WHAT IS REQUIRED — Locate every line in the material below that has the word "approximate". Copy each of those lines.

EXERCISE MATERIALS —
.....

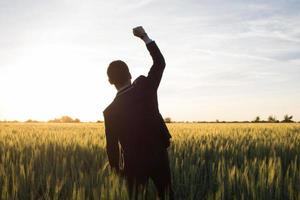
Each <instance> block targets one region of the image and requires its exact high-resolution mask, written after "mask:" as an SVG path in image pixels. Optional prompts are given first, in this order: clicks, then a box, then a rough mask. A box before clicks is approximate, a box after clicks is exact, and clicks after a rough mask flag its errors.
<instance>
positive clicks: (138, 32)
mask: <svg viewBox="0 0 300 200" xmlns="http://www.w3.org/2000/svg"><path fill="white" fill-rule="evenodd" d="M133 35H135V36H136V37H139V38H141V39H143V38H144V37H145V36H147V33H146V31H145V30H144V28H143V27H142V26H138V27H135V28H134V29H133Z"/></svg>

.....

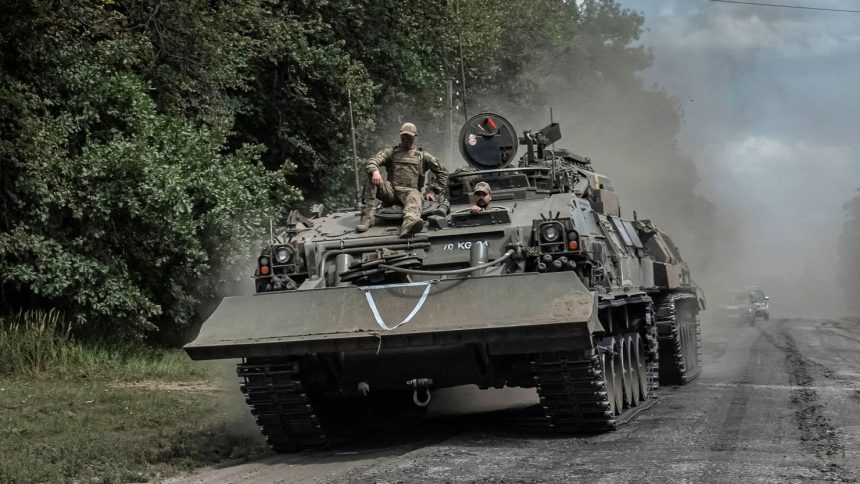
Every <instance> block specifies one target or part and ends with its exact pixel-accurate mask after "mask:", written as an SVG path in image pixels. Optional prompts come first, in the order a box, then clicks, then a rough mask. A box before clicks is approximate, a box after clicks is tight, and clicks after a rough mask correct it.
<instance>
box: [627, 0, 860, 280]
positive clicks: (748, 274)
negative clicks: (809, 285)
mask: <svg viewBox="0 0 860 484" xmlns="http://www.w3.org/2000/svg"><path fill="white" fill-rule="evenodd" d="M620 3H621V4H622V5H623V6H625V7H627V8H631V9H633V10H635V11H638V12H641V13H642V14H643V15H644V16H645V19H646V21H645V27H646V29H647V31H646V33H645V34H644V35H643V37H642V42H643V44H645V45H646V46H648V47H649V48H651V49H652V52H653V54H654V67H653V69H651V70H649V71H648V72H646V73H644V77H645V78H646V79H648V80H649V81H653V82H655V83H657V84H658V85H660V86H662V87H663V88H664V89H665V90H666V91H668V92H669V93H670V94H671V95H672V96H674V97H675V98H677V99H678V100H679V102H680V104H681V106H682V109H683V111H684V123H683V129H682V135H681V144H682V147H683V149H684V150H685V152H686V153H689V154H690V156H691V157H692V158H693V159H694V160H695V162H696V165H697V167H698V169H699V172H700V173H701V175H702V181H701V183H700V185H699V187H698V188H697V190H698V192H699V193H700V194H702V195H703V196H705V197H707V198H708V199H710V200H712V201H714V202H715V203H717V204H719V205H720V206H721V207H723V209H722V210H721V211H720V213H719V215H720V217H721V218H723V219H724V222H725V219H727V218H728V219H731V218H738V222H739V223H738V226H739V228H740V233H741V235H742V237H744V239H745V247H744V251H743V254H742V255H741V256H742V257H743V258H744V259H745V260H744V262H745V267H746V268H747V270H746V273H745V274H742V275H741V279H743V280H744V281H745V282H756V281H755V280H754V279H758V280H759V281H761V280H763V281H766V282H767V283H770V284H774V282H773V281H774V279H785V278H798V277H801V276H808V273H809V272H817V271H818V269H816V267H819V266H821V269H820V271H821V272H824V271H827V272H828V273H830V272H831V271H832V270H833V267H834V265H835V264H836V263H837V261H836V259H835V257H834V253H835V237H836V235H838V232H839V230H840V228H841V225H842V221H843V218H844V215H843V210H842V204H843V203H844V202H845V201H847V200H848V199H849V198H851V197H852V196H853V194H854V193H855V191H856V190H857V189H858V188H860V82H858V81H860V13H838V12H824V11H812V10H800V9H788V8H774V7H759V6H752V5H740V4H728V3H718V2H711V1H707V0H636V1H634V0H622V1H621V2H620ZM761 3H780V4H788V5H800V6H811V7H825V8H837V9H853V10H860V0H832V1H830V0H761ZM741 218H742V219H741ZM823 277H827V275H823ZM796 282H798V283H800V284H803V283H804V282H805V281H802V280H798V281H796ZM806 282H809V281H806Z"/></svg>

.....

REPLY —
Each <instance> block targets one region of the image and requires its exact high-resolution mask, written after "mask:" as an SVG path in image pixels. Optional prompts are given first, in this order: clicks, then a box, then a rough mask. A box before clicks is approximate, a box after clicks is exact, and clicks after a rough mask flag its errors.
Every <instance> block specifies one target or part and ends with its exact pixel-accurate mask after "mask:", written as an SVG path in image pixels. Optional prompts come first, in the order a box, then clicks, then a rough mask. A box before clicks is approximate, a box after clicks is tight, and clicks after a rough mask correct it.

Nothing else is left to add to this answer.